* Text shown *
[Start of Attachment]
The government’s new £2.6m White House-style briefing room will be used for the first time on Monday when the prime minister holds a news conference.
Boris Johnson will mark the next stage in his roadmap for easing lockdown rules by holding a COVID briefing in the newly built studio in 9 Downing Street.
The government has previously been accused of pursuing a “vanity project” with the multi-million pound spend on the briefing room, which has been installed with the aim of holding daily media briefings.
“Work on the briefing room in No 9 Downing Street is now complete, so going forward all future coronavirus press conferences will take place over in Number 9,” Mr Johnson’s official spokesman told reporters on Thursday.
“They will begin on Monday when the prime minister does a press conference in there.”
Under the prime minister’s lockdown-lifting roadmap, the “stay at home” order in England will end on Monday, while outdoor gatherings of either six people or two households will be allowed – including in private gardens.
Outdoor sports facilities, such as tennis and basketball courts, will be allowed to reopen, and people can take part in formally organised outdoor sports.
[End of Attachment]
* Complete the following *
**a)** Repeat the briefing room article word for word from "The government has" to "organised outdoor sports.".
**b)** In the briefing room article, what did the new briefing room cost?
The data has no connection to the briefing room article.

* Record extracts *
[Start of Attachment]
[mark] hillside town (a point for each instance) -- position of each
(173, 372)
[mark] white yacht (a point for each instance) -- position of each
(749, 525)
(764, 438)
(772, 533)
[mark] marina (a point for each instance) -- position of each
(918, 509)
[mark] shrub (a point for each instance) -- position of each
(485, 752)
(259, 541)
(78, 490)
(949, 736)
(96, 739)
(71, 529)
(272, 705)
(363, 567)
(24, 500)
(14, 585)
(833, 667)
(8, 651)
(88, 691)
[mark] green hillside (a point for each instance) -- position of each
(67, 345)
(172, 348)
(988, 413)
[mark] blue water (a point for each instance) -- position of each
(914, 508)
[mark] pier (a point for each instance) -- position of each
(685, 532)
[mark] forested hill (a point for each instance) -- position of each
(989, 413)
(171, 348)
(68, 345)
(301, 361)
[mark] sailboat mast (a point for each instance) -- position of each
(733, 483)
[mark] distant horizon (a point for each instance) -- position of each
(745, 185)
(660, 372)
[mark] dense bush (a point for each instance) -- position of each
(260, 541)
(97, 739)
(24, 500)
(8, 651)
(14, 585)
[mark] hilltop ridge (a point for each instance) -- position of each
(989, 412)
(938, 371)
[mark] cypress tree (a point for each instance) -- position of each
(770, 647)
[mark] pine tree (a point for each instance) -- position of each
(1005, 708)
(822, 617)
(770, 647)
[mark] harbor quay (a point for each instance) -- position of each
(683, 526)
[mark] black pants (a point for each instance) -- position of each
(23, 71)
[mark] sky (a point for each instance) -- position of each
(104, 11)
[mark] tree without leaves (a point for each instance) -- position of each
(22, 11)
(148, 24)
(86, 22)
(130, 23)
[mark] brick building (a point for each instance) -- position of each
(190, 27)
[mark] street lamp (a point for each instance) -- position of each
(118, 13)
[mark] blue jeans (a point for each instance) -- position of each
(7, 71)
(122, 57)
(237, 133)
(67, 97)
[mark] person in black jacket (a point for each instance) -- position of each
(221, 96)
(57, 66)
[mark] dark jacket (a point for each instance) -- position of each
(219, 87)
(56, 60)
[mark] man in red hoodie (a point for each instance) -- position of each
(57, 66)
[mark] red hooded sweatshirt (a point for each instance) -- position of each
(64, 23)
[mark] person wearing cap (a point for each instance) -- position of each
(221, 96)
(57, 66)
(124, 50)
[End of Attachment]
* Outputs for the tasks *
**a)**
The government has previously been accused of pursuing a “vanity project” with the multi-million pound spend on the briefing room, which has been installed with the aim of holding daily media briefings.
“Work on the briefing room in No 9 Downing Street is now complete, so going forward all future coronavirus press conferences will take place over in Number 9,” Mr Johnson’s official spokesman told reporters on Thursday.
“They will begin on Monday when the prime minister does a press conference in there.”
Under the prime minister’s lockdown-lifting roadmap, the “stay at home” order in England will end on Monday, while outdoor gatherings of either six people or two households will be allowed – including in private gardens.
Outdoor sports facilities, such as tennis and basketball courts, will be allowed to reopen, and people can take part in formally organised outdoor sports.

**b)** £2.6m